— SOURCE DOCUMENT —
— BEGIN —
So, as you step into the eerie world of Resident Evil: Code Veronica, be prepared for a rollercoaster of emotions, familial bonds, and enigmatic adversaries that will keep you on the edge of your seat.
Once the main game is completed, “battle mode” is unlocked, which is a mini-game in which the player character is given infinite ammo and several locations from the main game with different enemies. In addition, players also get to control Steve Burnside and Albert Wesker, and you only get to unlock one costume for Claire, and that is exclusive to battle mode.
For the controls, it’s the standard tank control we’re all used to, which is still as clunky as ever. This makes it really hard to fight enemies. You do get some new weapons in your arsenal like the magnum handguns, colt python, ak-47, and a rocket launcher that’s basically useless, among several others.
But I must say the weapon I found most useful is the knife, as there really isn’t enough ammo most times to kill all enemies. If you go into rage mode and keep pumping zombies with bullets, you’ll get stranded at some point, and the knife is so helpful for slicing the zombies until they meet their demise. It’s one of the reasons why I found this game so unreasonably difficult.
— END —
— STORED DATA —
— BEGIN —
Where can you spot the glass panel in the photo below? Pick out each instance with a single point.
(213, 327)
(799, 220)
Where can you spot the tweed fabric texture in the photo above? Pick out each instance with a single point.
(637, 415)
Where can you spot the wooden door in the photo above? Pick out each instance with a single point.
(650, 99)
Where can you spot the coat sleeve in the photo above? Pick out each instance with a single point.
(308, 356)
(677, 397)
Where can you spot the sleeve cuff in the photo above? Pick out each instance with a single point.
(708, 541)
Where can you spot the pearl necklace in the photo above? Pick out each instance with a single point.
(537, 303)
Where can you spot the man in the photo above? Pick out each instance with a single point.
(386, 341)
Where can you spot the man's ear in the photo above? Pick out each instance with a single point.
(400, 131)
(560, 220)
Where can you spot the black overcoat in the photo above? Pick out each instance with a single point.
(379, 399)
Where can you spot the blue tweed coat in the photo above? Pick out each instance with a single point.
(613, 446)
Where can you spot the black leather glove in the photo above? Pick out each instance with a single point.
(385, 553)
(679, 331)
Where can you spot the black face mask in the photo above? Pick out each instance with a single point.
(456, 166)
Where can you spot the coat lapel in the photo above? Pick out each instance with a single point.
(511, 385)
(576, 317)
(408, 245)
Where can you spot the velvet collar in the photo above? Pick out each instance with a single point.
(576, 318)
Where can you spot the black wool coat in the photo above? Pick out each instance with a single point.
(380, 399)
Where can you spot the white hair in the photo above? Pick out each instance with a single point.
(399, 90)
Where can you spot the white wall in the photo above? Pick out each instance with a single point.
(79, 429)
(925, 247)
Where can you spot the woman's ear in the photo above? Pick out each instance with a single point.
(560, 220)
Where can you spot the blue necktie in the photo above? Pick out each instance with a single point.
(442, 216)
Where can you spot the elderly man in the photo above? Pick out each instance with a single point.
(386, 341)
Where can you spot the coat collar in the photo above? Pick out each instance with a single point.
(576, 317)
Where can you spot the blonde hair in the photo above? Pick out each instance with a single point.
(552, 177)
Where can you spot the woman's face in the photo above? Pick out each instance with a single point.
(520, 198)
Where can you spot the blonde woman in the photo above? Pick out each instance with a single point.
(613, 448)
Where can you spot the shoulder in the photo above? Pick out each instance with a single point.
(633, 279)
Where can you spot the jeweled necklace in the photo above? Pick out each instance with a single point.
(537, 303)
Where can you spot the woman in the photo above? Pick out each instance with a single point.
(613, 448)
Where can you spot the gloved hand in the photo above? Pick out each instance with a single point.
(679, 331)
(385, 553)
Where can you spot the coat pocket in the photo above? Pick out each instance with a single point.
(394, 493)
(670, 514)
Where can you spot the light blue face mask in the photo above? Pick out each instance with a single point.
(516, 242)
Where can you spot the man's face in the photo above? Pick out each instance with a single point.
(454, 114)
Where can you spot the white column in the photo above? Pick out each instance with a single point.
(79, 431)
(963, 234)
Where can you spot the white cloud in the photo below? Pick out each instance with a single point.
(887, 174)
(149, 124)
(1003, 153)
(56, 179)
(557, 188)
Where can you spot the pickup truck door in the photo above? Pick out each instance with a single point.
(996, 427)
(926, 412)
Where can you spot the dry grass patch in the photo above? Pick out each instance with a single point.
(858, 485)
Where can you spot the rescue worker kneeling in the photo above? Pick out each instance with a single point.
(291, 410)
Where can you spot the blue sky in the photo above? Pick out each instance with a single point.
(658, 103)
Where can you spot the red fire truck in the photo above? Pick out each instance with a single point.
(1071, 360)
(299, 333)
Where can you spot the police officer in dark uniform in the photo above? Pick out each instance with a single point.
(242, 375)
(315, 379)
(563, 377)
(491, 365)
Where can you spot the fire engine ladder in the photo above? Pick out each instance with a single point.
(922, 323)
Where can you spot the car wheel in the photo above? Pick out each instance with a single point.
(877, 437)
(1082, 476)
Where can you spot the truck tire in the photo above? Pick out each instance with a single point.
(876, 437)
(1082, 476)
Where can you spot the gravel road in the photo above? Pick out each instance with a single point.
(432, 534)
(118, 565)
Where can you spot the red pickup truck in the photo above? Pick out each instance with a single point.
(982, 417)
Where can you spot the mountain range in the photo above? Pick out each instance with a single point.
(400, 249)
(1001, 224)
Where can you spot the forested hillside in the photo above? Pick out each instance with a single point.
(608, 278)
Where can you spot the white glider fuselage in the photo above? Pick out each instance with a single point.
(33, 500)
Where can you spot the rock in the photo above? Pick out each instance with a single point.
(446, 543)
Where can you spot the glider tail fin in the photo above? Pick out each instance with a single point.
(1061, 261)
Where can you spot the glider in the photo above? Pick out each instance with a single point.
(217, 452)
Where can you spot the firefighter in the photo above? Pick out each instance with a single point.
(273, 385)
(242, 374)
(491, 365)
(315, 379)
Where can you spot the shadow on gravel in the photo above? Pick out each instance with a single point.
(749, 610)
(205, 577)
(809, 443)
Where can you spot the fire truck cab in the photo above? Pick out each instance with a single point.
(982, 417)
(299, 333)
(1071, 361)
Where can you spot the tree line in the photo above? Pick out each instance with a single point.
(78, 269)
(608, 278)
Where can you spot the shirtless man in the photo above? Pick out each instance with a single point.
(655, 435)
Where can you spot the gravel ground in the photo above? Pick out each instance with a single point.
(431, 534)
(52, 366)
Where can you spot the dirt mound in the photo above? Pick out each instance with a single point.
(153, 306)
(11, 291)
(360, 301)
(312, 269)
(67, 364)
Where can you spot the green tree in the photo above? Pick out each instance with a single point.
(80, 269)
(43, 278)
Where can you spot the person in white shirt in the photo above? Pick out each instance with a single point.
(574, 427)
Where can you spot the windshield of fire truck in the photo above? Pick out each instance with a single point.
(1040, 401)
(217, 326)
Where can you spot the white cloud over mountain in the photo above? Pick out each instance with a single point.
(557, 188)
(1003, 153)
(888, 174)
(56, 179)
— END —
— GIVEN EXERCISE A —
According to the Code Veronica review, which two characters can players control in battle mode?
— GIVEN EXERCISE B —
Please copy the stretch of the Code Veronica review from "Once the main" through "to battle mode." word for word.

— WORKED ANSWER A —
Steve Burnside and Albert Wesker.

— WORKED ANSWER B —
Once the main game is completed, “battle mode” is unlocked, which is a mini-game in which the player character is given infinite ammo and several locations from the main game with different enemies. In addition, players also get to control Steve Burnside and Albert Wesker, and you only get to unlock one costume for Claire, and that is exclusive to battle mode.